→ What you should do
Find every line in the records that holds the string "baseboard". Copy each one.

◇ ◇ ◇ ◇ ◇

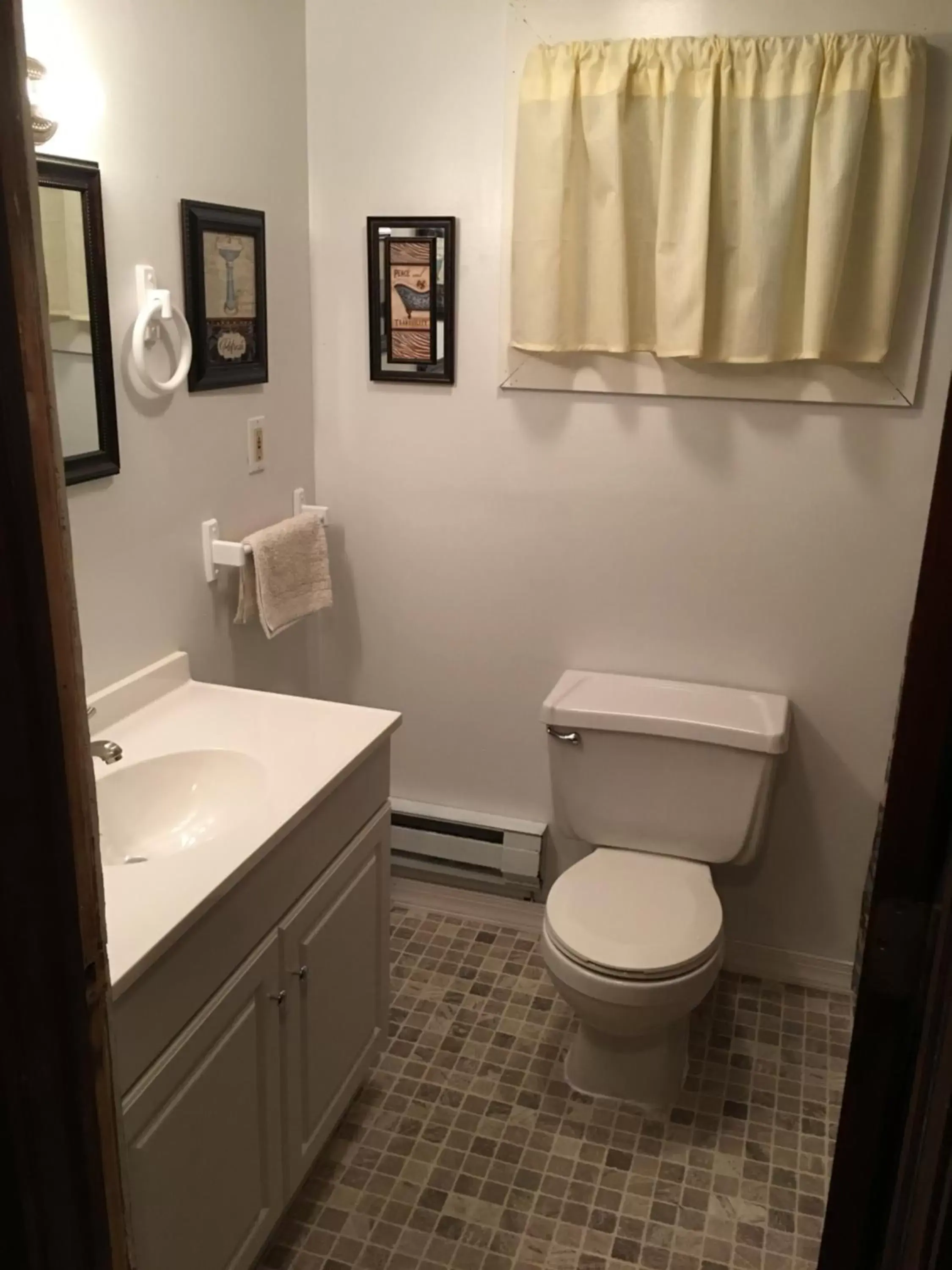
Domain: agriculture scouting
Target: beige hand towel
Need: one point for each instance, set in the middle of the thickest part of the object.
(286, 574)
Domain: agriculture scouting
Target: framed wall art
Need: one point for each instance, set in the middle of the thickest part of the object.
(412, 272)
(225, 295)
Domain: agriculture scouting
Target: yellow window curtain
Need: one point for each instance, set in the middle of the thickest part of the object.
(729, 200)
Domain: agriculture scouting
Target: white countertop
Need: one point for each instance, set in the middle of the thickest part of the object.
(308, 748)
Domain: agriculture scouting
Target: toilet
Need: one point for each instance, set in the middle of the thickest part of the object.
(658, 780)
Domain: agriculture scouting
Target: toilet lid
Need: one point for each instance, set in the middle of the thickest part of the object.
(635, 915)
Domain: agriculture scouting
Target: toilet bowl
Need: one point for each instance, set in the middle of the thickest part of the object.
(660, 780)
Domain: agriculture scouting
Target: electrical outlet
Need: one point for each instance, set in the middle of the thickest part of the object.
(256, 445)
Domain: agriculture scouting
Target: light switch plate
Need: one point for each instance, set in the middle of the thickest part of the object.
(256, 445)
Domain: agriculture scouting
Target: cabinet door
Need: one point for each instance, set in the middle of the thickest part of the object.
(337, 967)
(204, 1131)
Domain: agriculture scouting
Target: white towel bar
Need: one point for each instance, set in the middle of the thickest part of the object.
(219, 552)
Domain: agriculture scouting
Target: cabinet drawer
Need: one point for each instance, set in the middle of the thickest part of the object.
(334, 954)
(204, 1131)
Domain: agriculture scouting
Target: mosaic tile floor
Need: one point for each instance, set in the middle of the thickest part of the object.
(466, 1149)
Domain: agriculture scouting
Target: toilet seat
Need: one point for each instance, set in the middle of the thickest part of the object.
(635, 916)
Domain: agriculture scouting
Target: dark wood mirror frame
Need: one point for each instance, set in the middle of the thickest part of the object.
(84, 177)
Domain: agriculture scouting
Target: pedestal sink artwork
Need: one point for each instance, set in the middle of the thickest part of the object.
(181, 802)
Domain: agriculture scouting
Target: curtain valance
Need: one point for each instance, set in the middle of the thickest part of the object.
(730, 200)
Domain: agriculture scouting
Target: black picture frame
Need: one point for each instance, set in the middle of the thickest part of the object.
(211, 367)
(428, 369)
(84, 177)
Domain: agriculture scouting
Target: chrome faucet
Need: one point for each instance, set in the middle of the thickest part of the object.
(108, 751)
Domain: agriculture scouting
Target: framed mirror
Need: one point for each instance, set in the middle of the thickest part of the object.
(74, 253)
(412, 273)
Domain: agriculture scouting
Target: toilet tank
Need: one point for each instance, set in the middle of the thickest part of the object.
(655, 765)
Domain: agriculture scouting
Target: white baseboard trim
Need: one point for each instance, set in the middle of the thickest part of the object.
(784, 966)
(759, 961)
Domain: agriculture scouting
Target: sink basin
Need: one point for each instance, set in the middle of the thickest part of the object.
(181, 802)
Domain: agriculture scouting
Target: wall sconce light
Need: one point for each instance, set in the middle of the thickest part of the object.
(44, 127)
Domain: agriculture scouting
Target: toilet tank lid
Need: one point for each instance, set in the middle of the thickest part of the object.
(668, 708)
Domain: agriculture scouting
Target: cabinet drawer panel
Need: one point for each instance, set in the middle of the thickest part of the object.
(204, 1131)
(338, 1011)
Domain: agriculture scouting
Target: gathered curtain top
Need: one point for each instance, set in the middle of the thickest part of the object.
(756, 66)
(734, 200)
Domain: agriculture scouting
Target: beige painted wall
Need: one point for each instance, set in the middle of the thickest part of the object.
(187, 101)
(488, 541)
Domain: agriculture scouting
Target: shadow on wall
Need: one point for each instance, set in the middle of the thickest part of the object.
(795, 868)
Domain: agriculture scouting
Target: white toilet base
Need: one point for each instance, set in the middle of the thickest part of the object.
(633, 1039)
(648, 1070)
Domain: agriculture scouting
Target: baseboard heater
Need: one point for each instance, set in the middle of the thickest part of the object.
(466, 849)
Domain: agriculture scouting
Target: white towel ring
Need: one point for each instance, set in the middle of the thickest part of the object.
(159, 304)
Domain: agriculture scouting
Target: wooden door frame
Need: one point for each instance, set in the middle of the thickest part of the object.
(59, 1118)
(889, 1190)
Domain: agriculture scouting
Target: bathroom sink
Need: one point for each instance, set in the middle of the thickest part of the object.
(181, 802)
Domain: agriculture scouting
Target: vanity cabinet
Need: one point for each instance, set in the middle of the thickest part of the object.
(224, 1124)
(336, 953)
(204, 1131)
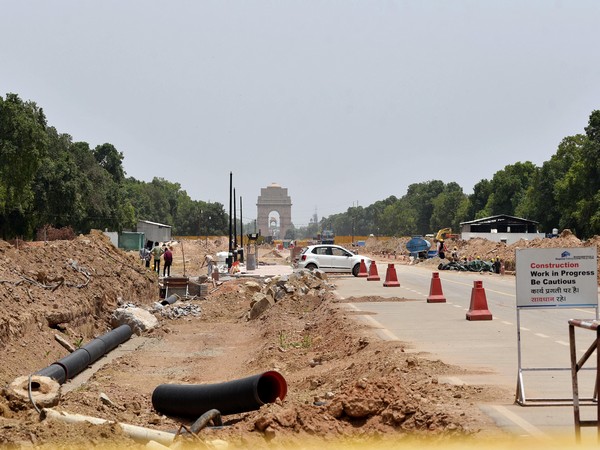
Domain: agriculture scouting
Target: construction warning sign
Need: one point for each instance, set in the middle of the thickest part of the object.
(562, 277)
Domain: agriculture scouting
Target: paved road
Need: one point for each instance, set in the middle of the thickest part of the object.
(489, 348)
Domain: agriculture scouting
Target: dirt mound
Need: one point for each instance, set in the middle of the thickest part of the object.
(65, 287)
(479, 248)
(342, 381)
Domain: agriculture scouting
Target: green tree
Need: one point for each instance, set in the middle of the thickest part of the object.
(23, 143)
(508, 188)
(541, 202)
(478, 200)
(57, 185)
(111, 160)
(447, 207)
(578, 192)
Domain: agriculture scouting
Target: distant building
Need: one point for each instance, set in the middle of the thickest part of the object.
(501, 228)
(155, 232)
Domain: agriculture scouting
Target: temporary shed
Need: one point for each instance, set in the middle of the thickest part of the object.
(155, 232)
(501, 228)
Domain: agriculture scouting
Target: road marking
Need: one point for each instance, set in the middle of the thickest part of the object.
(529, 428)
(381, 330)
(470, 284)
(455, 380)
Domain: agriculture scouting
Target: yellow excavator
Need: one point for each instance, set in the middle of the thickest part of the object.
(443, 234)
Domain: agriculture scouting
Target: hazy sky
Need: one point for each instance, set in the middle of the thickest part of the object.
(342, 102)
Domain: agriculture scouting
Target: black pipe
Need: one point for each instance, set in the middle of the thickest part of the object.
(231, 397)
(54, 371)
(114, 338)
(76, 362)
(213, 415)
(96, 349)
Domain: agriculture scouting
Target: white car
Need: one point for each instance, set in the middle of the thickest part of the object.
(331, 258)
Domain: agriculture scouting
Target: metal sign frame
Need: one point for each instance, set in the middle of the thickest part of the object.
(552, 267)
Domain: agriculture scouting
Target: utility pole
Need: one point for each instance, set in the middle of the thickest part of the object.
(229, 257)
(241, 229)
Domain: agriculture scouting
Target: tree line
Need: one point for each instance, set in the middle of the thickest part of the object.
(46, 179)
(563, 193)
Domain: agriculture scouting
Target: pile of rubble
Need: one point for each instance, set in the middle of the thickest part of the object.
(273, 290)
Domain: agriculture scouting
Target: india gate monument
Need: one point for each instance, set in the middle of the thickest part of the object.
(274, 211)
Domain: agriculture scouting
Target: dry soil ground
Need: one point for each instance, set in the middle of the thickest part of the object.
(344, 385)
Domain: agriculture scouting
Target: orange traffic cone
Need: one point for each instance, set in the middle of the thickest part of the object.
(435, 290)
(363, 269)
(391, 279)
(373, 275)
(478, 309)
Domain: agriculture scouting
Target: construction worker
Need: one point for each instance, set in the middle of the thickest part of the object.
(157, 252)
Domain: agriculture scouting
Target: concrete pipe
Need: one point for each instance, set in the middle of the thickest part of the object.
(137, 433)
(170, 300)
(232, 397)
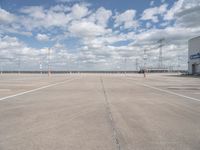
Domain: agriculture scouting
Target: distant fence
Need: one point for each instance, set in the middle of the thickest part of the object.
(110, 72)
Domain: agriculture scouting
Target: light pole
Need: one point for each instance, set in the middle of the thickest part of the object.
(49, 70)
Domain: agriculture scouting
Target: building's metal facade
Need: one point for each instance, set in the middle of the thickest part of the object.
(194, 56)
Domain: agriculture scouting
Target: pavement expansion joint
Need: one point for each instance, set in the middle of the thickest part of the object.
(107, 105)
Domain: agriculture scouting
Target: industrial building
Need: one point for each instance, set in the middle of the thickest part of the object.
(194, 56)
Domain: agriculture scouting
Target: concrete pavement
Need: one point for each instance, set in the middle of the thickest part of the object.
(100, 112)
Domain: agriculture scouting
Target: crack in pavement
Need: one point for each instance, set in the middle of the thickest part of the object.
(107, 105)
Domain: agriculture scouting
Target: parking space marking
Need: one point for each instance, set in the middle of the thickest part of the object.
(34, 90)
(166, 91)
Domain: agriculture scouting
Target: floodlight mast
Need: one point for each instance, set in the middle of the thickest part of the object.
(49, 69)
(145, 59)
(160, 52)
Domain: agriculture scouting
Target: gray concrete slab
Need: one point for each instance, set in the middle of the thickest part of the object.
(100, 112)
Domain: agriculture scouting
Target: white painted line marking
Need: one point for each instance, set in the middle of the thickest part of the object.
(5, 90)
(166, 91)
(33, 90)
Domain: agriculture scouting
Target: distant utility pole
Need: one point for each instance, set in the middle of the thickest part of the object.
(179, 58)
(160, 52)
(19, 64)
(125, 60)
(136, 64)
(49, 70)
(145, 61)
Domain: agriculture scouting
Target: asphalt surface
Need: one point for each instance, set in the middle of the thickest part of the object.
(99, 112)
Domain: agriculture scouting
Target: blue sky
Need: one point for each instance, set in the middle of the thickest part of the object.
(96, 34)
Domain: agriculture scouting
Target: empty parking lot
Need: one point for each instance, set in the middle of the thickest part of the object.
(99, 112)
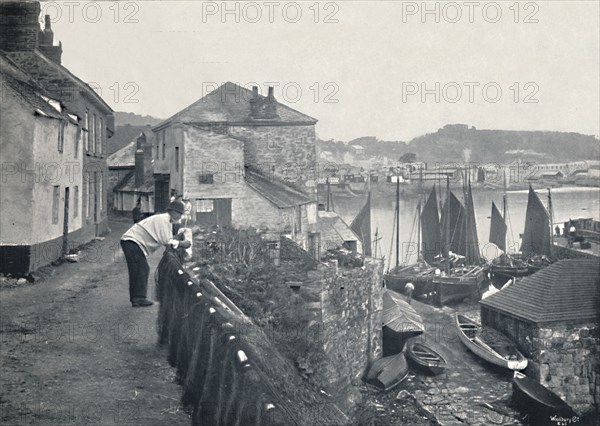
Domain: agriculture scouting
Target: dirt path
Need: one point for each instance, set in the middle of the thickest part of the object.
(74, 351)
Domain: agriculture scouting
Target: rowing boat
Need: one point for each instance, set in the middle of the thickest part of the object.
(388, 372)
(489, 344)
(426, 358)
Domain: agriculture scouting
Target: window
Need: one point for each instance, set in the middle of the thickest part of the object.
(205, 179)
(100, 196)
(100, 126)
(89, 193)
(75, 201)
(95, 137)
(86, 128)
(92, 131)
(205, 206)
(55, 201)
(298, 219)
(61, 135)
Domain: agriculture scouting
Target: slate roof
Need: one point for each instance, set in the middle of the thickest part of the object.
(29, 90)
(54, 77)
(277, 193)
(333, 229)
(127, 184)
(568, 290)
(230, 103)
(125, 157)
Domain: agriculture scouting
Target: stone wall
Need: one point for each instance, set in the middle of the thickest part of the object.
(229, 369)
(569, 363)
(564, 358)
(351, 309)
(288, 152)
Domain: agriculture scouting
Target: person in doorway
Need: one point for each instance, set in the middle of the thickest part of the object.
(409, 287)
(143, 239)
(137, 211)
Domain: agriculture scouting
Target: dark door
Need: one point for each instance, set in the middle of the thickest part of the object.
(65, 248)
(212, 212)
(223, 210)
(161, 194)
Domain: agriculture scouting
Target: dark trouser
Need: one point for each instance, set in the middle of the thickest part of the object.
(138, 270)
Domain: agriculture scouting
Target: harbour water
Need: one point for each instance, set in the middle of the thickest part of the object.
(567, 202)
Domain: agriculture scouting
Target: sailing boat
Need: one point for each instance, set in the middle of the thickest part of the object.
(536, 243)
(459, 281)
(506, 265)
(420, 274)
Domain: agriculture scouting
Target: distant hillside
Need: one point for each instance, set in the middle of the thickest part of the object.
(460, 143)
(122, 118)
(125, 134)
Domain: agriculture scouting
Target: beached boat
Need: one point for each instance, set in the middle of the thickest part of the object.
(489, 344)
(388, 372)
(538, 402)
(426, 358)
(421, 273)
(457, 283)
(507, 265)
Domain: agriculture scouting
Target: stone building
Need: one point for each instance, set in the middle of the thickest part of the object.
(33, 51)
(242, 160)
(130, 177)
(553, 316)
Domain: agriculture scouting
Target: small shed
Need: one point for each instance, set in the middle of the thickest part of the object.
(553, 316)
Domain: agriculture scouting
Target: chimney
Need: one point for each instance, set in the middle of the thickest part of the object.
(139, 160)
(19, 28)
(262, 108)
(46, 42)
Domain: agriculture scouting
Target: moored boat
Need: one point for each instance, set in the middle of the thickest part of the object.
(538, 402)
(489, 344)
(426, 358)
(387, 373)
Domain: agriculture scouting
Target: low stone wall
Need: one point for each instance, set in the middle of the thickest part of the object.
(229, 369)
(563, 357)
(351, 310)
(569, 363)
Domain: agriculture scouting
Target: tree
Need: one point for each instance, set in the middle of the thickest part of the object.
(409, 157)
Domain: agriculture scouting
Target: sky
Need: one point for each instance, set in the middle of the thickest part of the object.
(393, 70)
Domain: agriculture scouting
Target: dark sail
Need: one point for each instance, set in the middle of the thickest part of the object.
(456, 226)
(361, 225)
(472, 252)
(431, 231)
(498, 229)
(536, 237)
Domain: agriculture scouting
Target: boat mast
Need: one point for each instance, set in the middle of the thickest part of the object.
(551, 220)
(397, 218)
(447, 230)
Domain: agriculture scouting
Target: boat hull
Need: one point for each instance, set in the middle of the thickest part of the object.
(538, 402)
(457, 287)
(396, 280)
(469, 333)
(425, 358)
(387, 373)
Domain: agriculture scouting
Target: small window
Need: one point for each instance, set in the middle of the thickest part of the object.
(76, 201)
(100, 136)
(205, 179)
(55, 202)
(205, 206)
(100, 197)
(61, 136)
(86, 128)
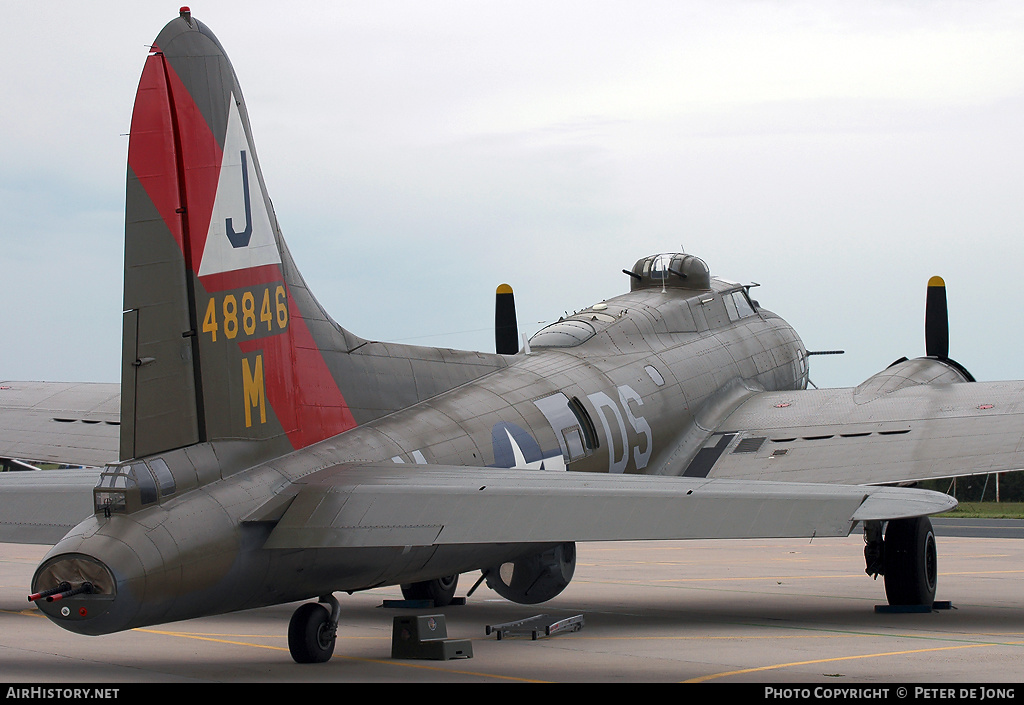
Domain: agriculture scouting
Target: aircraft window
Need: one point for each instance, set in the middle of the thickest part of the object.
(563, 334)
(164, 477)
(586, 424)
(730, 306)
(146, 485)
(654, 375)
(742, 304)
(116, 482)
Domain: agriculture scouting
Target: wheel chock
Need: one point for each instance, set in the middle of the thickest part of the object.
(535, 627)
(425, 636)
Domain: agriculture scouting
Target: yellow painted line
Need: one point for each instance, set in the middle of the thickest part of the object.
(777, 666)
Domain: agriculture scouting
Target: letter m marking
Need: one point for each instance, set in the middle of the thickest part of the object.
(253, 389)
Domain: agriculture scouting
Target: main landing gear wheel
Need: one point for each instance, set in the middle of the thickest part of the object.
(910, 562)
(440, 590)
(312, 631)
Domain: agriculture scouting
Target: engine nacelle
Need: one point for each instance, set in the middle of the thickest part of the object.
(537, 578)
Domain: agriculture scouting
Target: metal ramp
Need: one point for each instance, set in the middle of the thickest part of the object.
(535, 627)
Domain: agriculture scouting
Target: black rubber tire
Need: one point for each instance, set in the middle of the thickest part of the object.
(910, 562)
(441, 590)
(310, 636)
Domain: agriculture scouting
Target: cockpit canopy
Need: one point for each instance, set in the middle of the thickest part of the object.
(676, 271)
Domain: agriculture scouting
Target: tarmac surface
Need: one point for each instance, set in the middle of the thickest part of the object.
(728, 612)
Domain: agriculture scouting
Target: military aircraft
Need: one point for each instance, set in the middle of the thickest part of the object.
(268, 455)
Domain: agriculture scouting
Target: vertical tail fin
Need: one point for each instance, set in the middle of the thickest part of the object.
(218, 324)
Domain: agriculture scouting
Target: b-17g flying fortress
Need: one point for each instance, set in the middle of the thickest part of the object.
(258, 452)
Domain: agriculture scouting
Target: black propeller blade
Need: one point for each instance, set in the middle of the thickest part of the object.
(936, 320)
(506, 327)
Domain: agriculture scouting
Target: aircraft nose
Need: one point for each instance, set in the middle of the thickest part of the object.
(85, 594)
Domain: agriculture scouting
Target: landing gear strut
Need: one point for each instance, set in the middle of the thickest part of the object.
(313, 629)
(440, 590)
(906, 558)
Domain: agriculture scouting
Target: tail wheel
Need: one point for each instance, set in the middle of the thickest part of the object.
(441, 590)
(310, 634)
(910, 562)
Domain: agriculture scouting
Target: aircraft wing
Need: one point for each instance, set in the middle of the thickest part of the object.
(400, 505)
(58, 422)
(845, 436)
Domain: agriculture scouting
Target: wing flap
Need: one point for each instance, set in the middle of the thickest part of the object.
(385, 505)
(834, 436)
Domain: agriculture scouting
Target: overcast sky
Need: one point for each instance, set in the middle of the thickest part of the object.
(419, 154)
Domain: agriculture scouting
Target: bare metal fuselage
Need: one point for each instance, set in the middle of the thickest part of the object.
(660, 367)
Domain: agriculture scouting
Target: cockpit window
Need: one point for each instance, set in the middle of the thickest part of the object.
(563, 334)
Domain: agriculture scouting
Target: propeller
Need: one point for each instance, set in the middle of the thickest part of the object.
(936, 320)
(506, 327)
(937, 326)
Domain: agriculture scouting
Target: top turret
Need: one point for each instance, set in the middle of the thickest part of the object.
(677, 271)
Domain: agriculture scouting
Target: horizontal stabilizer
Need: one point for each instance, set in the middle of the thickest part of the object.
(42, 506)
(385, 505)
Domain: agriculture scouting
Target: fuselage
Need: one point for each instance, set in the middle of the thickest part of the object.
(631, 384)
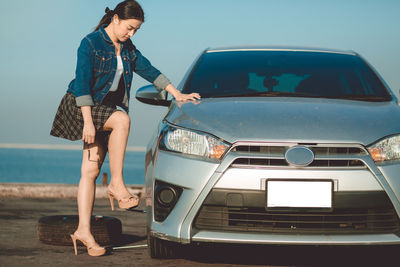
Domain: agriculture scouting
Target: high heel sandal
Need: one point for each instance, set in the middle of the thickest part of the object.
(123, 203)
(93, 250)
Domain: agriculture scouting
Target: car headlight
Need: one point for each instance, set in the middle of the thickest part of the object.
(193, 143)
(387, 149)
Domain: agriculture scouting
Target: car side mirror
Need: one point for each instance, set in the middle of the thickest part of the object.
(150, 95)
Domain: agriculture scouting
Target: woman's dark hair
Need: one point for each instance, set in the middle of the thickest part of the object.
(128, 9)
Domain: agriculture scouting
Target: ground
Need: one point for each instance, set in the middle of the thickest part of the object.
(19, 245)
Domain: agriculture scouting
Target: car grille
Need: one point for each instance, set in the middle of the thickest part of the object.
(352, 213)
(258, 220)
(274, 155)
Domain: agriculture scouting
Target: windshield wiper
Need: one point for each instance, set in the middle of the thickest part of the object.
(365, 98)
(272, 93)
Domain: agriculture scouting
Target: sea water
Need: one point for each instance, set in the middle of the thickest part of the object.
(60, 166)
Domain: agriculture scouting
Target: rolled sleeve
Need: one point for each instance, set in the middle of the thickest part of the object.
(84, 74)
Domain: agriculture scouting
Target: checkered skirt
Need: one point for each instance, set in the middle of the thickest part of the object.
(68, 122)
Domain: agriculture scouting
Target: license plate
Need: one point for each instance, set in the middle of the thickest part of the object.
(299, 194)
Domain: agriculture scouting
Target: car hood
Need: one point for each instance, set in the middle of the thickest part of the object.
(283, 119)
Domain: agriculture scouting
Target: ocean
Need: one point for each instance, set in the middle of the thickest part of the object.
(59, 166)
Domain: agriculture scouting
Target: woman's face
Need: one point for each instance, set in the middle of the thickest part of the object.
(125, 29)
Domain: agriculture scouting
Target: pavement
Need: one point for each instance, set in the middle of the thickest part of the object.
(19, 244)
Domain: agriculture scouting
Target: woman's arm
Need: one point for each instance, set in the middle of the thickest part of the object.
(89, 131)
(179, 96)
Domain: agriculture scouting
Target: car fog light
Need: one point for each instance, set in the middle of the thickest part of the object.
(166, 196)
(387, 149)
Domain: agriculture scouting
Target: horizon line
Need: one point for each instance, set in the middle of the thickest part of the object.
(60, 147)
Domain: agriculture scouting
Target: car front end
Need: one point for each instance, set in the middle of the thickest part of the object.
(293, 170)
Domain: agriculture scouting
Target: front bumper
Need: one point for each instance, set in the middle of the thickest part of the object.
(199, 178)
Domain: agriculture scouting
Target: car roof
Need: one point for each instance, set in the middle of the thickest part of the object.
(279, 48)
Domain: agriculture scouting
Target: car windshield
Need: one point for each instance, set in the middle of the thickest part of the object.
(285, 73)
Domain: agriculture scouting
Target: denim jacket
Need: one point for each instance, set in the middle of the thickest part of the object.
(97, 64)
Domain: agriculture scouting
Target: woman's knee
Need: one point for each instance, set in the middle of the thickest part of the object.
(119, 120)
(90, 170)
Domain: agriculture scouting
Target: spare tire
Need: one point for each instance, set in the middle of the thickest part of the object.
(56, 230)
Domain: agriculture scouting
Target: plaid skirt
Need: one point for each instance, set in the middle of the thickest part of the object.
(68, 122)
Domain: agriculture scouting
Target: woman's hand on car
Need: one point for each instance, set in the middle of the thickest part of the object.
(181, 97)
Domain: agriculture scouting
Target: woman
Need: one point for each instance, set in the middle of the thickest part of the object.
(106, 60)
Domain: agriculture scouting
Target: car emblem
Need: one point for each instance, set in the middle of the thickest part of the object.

◇ ◇ ◇ ◇ ◇

→ The completed task
Target: white baseboard trim
Target: baseboard heater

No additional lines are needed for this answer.